BEGIN
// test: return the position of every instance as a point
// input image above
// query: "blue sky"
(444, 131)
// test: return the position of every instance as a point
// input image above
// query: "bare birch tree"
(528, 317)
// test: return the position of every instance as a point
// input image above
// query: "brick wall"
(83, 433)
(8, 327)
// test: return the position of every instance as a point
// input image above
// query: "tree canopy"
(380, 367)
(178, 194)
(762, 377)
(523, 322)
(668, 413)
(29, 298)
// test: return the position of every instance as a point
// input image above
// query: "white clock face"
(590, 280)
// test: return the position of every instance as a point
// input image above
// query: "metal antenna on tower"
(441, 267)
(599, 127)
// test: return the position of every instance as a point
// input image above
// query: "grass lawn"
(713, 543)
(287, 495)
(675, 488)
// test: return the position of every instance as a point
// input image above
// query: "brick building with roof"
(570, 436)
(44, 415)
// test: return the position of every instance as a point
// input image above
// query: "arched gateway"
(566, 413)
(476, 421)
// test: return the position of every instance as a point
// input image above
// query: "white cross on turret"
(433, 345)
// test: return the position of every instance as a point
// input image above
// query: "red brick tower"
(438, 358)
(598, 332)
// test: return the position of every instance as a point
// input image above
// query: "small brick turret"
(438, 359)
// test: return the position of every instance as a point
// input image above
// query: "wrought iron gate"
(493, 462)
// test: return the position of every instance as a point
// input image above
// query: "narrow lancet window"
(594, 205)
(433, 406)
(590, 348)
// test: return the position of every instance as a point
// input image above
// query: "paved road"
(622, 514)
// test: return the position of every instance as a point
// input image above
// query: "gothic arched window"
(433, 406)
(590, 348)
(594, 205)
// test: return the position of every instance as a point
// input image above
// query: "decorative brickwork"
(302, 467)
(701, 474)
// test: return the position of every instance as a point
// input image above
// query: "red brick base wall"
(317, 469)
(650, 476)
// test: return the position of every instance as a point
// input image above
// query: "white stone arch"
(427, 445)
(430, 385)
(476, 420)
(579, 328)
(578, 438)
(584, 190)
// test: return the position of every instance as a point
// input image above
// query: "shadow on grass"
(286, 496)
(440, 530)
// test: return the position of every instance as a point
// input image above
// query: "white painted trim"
END
* _Assignment_: Write each line of the data down again exactly as it reads.

* _Output of the exercise_:
// test: return the position of every instance as a point
// input image above
// query: "blue sky"
(444, 131)
// test: return the position of every instance as a point
// input image above
// query: "bare birch tree"
(528, 317)
// test: return the position of every instance as a point
// input image above
// query: "brick wall"
(83, 433)
(8, 327)
// test: return the position of every instance as a point
// input image above
// query: "tree canopy"
(380, 367)
(178, 194)
(762, 377)
(523, 322)
(668, 413)
(29, 298)
// test: return the position of every instance as a point
// input image above
// query: "white clock face"
(590, 280)
// test: return the position of every instance as a point
// input image above
// query: "metal antenna on tower"
(441, 267)
(599, 127)
// test: return the position of every instance as a point
// input image above
// query: "grass lawn"
(713, 543)
(287, 495)
(675, 488)
// test: return the position of every instance as a point
// input image above
// query: "brick building with roof"
(570, 436)
(44, 415)
// test: return the position of every instance as a point
// input image above
// query: "arched gateway"
(566, 413)
(476, 421)
// test: return the position of every instance as a point
// input image above
// query: "white cross on turret"
(433, 345)
// test: return the position of every instance as a point
// input image above
// query: "red brick tower"
(438, 358)
(598, 332)
// test: return the position of every instance as a point
// input image above
// query: "small brick turret"
(438, 359)
// test: return the position of every instance as a point
// input image above
// query: "wrought iron gate"
(493, 462)
// test: return the position of every instance as a point
// input image above
// query: "narrow lancet window"
(594, 205)
(433, 406)
(590, 348)
// test: return the position of every instance as a point
// input image above
// query: "paved road"
(622, 514)
// test: return the position of every instance as a point
// input image above
// query: "gothic arched window"
(433, 406)
(590, 348)
(594, 205)
// test: return the position of every instance as a point
// input image above
// query: "decorative brickwork"
(302, 467)
(701, 474)
// test: return the position of every instance as a point
// input image above
// query: "red brick base wall"
(317, 469)
(650, 476)
// test: return the position of every instance as a point
// input image above
// query: "white stone arch"
(427, 445)
(430, 385)
(476, 420)
(579, 328)
(578, 438)
(584, 190)
// test: return the position of every instance as a point
// input image above
// query: "shadow on grass"
(286, 496)
(440, 530)
// test: return the position of every instance as a point
// input image above
// query: "white painted trim"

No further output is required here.